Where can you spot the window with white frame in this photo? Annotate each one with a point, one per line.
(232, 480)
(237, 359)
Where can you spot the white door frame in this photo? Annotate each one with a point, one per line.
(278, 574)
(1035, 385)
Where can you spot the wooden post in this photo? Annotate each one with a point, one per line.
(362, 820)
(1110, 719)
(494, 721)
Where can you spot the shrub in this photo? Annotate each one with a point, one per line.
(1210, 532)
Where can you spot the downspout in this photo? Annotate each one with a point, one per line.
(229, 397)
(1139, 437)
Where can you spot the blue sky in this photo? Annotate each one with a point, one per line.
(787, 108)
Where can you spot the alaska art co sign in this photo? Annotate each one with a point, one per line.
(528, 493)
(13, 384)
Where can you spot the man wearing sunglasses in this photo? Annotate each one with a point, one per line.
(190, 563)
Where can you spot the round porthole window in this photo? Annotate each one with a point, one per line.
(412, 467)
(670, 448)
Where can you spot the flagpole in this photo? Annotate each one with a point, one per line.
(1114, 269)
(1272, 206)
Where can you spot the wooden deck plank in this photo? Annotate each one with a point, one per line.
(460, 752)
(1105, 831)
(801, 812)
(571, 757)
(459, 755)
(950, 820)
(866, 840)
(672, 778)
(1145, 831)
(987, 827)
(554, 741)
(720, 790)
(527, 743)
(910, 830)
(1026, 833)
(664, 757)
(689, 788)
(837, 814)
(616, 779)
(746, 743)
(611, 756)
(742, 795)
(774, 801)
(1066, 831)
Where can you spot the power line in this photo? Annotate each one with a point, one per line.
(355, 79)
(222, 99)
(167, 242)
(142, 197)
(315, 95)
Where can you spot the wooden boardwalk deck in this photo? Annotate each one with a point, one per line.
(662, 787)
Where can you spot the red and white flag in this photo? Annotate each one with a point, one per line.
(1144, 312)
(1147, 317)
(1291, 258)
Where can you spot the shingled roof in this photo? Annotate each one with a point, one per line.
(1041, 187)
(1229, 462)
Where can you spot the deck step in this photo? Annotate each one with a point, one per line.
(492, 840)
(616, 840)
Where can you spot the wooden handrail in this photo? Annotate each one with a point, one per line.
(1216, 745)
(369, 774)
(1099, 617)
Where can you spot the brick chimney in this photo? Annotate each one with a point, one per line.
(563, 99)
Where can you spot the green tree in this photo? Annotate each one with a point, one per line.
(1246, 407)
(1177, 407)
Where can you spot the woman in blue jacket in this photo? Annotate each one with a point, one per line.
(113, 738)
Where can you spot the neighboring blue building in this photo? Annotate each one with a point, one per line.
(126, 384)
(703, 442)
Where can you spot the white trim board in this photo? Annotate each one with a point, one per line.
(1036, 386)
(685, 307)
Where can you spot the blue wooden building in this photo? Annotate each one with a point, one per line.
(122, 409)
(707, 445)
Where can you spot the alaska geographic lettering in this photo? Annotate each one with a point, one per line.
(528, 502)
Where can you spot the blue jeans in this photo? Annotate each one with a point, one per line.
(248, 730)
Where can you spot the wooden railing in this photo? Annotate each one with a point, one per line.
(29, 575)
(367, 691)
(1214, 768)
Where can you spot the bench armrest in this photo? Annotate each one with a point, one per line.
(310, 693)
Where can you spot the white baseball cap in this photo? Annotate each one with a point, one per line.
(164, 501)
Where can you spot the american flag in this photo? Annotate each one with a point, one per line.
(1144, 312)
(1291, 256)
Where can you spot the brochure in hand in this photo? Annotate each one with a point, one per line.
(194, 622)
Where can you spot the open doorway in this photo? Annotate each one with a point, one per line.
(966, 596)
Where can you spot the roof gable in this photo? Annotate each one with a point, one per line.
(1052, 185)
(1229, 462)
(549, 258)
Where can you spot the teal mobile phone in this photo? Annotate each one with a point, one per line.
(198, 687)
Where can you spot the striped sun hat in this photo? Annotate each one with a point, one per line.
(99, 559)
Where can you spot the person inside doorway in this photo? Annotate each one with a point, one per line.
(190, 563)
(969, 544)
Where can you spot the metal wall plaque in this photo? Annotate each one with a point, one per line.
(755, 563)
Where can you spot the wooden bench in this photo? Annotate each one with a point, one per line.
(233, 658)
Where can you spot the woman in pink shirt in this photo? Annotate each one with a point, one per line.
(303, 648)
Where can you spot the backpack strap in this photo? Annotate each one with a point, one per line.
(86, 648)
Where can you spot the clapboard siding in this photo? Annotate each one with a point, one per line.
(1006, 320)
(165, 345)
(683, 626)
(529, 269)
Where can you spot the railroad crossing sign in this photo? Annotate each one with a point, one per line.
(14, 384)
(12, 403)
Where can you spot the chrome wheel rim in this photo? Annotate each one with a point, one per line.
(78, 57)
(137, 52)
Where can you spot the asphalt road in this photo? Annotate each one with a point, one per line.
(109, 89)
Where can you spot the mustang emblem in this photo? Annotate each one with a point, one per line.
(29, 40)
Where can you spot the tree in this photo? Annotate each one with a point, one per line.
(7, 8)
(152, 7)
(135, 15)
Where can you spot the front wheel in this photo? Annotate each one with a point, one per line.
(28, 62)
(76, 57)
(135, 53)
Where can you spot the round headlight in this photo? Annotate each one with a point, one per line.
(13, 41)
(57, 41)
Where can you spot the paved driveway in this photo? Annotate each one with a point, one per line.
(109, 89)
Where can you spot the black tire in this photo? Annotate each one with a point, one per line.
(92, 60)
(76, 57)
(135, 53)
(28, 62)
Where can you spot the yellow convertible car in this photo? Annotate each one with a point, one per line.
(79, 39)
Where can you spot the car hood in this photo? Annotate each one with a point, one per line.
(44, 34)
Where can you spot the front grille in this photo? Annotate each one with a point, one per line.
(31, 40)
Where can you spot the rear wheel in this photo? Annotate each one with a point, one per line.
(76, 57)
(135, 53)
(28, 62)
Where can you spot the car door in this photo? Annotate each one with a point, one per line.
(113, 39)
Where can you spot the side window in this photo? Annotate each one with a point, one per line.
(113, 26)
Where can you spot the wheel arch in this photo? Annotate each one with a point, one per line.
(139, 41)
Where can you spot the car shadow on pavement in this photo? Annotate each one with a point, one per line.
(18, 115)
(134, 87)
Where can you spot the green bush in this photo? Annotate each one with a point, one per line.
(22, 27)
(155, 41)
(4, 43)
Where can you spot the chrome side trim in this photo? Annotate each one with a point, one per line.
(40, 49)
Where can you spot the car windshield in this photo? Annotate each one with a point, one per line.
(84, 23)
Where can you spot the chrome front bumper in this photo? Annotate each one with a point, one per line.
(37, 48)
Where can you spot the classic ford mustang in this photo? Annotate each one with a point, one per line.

════════════════════

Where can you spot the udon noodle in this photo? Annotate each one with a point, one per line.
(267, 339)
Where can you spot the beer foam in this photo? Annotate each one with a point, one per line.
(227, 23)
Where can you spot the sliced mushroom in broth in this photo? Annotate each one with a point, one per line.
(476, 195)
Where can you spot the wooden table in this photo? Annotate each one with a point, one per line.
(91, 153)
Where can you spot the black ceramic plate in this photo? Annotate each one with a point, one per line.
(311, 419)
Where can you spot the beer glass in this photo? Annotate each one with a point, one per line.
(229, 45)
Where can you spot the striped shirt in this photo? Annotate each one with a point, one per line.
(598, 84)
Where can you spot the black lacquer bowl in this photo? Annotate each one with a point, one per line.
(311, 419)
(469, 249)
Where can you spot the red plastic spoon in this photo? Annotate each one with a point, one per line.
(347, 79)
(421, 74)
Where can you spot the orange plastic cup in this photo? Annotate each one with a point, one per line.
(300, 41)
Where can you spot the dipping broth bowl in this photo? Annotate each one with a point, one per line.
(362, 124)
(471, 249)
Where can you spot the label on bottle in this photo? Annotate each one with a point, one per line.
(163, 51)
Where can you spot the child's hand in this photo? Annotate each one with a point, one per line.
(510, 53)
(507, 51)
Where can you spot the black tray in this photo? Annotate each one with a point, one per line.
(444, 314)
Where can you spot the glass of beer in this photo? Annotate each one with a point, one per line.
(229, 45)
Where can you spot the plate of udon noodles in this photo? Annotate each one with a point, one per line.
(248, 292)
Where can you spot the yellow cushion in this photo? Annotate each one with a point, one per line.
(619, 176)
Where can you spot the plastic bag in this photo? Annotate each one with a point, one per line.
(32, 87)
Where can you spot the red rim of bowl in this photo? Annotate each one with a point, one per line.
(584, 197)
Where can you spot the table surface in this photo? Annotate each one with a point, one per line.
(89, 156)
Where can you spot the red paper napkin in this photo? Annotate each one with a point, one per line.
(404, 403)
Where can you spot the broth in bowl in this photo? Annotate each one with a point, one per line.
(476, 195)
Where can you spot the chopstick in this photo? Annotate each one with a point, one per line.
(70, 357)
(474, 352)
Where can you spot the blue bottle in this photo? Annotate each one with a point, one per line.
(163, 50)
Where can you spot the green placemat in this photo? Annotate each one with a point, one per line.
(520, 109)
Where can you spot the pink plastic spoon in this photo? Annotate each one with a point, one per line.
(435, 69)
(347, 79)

════════════════════

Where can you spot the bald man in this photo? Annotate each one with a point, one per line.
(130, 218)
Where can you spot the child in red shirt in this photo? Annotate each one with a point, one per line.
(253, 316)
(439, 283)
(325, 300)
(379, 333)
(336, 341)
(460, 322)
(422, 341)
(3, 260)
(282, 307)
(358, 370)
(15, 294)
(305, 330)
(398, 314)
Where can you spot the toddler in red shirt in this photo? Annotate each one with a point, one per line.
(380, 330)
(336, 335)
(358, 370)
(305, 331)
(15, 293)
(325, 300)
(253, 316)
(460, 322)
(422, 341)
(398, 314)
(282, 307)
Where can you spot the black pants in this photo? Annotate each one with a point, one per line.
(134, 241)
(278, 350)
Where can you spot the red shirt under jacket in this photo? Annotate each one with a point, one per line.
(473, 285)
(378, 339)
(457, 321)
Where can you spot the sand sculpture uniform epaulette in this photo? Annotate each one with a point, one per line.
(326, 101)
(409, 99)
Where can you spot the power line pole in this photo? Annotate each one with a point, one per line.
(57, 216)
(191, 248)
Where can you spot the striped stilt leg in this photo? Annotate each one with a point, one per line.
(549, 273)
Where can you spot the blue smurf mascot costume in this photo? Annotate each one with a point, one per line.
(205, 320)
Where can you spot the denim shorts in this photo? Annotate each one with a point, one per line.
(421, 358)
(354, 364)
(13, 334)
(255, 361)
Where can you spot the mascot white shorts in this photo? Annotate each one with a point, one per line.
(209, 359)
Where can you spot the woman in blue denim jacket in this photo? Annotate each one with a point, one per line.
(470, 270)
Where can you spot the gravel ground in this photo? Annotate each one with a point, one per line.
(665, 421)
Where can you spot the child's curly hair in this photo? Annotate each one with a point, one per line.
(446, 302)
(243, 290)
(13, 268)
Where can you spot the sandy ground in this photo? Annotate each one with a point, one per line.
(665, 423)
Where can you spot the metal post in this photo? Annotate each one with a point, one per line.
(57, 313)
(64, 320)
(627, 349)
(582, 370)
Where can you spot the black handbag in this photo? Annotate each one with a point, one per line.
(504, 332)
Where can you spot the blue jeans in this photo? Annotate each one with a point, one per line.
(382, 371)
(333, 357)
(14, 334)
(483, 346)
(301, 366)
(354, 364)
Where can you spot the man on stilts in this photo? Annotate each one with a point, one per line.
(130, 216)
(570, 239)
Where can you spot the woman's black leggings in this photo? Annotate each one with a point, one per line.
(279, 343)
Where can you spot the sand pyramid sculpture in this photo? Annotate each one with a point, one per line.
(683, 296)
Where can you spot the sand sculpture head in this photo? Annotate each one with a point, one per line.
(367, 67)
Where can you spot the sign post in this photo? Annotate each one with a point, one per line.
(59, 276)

════════════════════

_PROBLEM TO SOLVE_:
Give only the lines from the one holding "Where can you spot the chrome side" through the one holding "Where can you spot the classic", each restated exactly as it appears above.

_SOLUTION TO THIS PROBLEM_:
Where can you spot the chrome side trim in this photo? Annotate each one with a point, one per line.
(40, 49)
Where can you spot the car windshield in this photo? Annotate each one with a point, one per line.
(84, 23)
Where can you spot the chrome front bumper in this photo? Annotate each one with a point, one per line.
(37, 48)
Where can you spot the classic ford mustang in this photo? Annotate each one with a point, one per line.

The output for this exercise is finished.